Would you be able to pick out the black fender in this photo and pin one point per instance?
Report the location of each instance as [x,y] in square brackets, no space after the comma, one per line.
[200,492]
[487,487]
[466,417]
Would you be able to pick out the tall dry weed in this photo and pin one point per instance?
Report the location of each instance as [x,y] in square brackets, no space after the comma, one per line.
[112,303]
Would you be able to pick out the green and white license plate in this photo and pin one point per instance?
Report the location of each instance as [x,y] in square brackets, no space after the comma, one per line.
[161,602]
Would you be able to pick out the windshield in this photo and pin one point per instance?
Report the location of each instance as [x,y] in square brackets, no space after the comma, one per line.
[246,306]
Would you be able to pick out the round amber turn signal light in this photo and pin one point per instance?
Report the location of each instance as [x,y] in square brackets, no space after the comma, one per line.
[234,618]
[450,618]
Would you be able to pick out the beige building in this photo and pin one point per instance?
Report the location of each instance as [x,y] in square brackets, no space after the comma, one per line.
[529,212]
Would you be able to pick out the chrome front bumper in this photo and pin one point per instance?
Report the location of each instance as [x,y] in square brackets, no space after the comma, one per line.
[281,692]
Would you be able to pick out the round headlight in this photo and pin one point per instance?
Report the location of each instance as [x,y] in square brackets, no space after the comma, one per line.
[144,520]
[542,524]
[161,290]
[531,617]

==

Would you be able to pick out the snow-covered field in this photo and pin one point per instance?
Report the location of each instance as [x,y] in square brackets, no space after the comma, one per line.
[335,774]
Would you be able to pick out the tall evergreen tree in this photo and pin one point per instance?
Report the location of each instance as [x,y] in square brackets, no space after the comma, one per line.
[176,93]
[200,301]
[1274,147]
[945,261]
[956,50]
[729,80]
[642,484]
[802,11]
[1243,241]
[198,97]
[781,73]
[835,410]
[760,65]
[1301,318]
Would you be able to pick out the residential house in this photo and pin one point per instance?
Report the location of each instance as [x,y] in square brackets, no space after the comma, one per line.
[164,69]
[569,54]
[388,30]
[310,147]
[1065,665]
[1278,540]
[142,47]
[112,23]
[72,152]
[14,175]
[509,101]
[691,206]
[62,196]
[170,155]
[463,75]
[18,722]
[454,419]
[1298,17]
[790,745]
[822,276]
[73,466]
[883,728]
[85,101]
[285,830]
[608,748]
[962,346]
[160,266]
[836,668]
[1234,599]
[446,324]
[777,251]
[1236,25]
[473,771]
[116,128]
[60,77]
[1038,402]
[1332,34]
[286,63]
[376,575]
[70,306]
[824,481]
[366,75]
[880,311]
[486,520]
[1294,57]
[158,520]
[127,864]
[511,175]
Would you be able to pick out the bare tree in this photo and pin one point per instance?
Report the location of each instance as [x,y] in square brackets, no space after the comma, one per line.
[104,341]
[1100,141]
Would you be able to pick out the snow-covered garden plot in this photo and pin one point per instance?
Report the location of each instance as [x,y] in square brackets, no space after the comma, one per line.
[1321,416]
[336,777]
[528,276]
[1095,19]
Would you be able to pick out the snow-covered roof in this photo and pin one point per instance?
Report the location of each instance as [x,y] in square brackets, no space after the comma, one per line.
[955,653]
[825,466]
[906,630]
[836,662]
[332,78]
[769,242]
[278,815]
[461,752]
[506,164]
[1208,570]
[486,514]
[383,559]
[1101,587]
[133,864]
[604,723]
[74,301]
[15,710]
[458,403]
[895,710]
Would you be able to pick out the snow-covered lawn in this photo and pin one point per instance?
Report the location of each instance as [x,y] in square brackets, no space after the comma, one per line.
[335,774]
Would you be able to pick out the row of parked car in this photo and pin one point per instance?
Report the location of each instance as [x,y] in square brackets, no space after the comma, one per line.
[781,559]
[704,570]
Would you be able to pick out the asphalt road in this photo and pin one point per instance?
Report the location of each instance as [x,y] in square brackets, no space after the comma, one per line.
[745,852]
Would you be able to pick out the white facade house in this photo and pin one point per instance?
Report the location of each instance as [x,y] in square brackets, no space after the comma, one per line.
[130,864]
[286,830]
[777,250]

--

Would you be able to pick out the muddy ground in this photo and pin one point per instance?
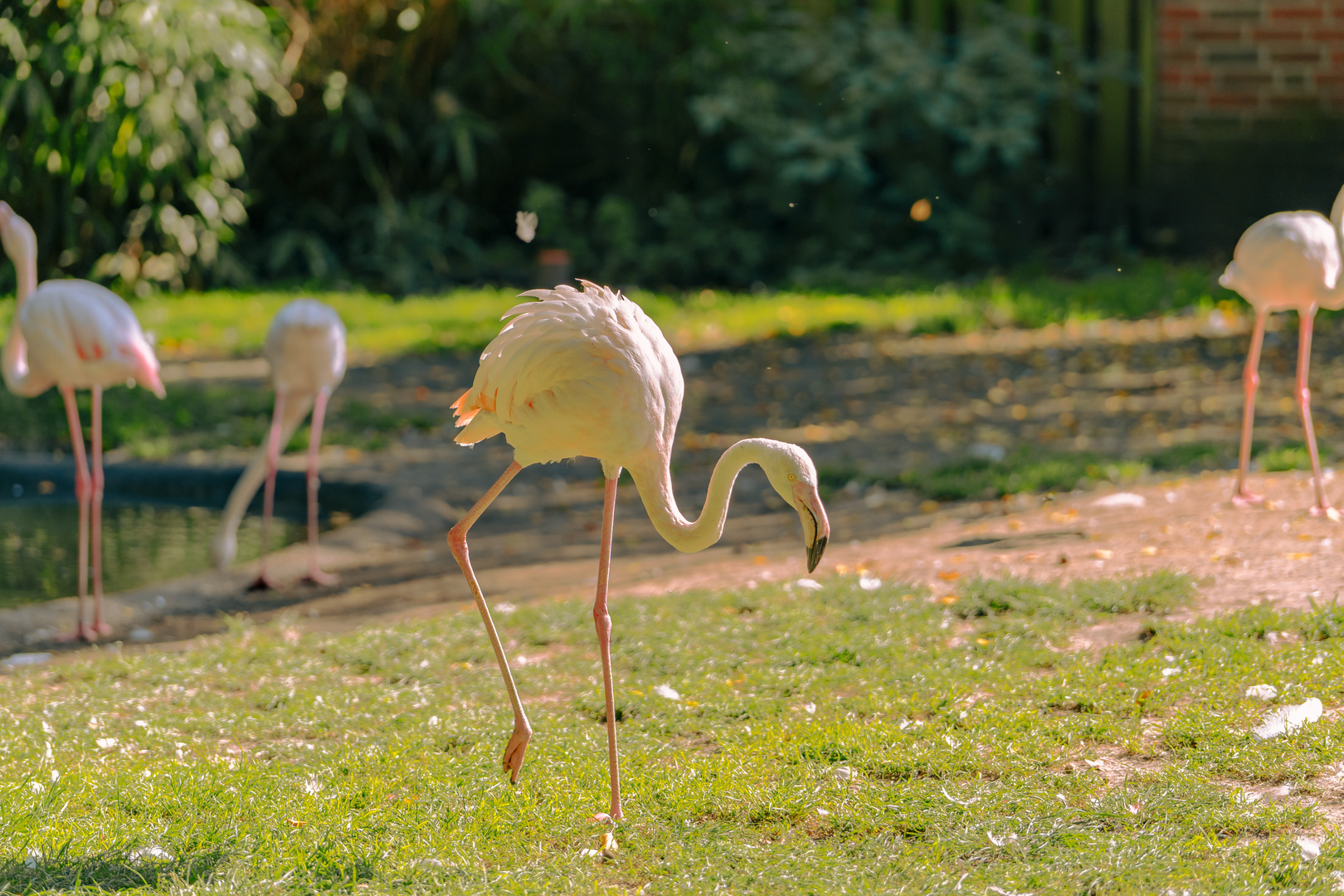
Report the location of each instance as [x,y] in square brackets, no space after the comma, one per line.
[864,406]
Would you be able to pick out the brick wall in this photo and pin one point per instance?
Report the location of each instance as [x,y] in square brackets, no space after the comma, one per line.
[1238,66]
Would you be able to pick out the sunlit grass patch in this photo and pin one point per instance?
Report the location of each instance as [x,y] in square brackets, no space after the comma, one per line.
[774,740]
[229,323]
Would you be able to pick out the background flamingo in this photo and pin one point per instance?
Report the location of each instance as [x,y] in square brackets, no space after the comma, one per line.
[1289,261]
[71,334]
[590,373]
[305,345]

§ **WHAT TO DO**
Retype exactly the lines above, from the one with "Would you be able to pick out the round amber" through the one with "Would you be able to pick out the beige", inclusive.

§ **ANSWER BELOW**
Would you be able to pick out the round amber turn signal light in this photo and pin one point per instance?
Report the location of each instance as [x,y] in square brackets, no space after the comma, one per line.
[234,618]
[450,618]
Would you be able to pick out the beige building in this photo and pin one point per instance?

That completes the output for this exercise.